**Study text:**
::::::::::

I have a co-assembly and some alignment data telling me if a reads from a sample that helped spawn that co-assembly align to a contig. I am using this to write a fasta file for that sample.
t1 = Threads.@spawn DataFrame(CSV.File(depth, delim="\t"))
abundf = fetch(t1)
rename!(abundf, [:Contig,:trimmed_mean])
present = @subset!(abundf, :trimmed_mean .!= 0)
passContig = Set(present[:,"Contig"])
Here I am reading in and removing all rows that have a depth of 0 indicating that no reads from that sample aligned to that contig (where each row is a contig in the co assembly)
reader = FASTA.Reader(GzipDecompressorStream(open(assembly))) #if gzipped
# Generating the writer to push the output into
writer = open(FASTA.Writer, "D:/OneDrive - University of Copenhagen/PhD/Projects/Termite_metagenomes/assembly/matriline/bySample/"*sample*".fasta")
println("Writing to file")
# Looping over the contigs
record = FASTA.Record()
while !eof(reader)
read!(reader, record)
if in(FASTA.identifier(record), passContig)
write(writer, record)
end
end
close(reader)
Next I am opening the co-assembly and going over its headers and seeing if that header is in the passContig
list for the given sample.
However the length of passContig
is not equal to the resulting number of reads in the fasta being written. This should not be the case as any contig present in the passContig
is in the co-assembly.
> length(passContig)
121964
whilst the number of reads in the fasta is: 121955 (generated from grep -c ">" sample.fasta
)
Therefore I next tried to identify what contigs were being missed:
reader = FASTA.Reader(GzipDecompressorStream(open(assembly))) #if gzipped
headers= Set([FASTA.identifier(rec) for rec in reader])
close(reader)
for r in passContig
if !(r in headers)
println(r)
elseif r in headers
println("it is here")
end
end
However this results in nothing but “it is here”. Would anyone know why this is happening?

::::::::::

Stored data entries:
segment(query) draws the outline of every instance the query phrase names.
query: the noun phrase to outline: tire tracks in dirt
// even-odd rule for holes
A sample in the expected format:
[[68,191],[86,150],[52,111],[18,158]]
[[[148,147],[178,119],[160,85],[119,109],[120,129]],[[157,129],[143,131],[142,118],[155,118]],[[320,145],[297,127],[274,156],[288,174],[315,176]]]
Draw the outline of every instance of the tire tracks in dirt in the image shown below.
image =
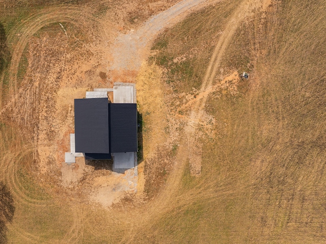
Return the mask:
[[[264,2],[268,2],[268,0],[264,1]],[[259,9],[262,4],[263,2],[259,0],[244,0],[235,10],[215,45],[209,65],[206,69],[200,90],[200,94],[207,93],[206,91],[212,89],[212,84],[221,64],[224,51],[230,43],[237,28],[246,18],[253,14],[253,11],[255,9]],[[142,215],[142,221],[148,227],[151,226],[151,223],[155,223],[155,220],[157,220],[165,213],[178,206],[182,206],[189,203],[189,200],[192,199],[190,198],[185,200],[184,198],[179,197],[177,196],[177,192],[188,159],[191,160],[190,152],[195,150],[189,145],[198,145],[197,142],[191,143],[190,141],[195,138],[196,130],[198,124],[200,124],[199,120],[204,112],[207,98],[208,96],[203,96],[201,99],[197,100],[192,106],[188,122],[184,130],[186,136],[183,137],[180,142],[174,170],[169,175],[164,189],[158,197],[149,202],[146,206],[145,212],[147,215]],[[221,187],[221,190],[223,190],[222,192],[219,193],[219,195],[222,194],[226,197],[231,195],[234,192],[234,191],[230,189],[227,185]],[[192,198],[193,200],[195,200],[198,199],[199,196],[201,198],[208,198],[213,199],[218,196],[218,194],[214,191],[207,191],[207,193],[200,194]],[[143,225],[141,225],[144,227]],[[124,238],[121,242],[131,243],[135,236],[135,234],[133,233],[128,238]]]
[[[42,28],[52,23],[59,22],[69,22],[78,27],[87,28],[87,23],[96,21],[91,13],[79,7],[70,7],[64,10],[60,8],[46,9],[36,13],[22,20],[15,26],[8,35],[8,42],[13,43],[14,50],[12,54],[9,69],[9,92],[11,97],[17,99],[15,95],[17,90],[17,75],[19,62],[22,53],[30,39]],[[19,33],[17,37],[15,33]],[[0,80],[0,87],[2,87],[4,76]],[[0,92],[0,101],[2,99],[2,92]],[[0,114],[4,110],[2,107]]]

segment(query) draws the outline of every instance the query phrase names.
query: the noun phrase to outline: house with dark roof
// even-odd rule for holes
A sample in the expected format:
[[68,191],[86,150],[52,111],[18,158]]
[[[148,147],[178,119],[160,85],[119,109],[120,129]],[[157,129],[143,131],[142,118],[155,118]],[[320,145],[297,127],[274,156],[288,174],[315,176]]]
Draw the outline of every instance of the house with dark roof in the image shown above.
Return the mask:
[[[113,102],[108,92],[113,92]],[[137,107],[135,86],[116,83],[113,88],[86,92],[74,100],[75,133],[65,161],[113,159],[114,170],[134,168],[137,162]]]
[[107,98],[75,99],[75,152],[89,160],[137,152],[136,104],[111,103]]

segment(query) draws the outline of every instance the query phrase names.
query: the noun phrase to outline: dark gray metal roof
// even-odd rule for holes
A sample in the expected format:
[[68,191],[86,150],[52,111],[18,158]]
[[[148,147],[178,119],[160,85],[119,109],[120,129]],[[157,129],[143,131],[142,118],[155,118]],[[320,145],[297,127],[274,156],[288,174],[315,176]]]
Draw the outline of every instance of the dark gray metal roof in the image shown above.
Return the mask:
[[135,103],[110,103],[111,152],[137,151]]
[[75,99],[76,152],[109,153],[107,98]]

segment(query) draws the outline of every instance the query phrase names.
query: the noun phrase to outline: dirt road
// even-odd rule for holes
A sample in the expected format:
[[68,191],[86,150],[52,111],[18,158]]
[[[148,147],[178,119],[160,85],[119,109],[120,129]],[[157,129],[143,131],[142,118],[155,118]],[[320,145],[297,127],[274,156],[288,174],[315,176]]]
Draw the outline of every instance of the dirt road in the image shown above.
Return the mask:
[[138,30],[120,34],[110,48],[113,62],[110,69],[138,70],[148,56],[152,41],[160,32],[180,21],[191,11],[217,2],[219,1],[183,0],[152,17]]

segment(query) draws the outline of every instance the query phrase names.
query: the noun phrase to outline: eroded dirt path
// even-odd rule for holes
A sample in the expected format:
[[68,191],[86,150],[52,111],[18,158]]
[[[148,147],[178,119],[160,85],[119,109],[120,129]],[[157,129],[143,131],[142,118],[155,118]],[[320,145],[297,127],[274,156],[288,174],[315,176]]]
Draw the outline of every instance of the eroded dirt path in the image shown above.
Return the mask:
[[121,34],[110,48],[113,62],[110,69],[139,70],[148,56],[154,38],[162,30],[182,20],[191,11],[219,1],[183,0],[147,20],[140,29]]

::::::::::

Render this sentence from the forum post about the co-assembly in Spanish: "I am using this to write a fasta file for that sample."

**Task answer:** Estoy usando esto para escribir un archivo fasta para esa muestra.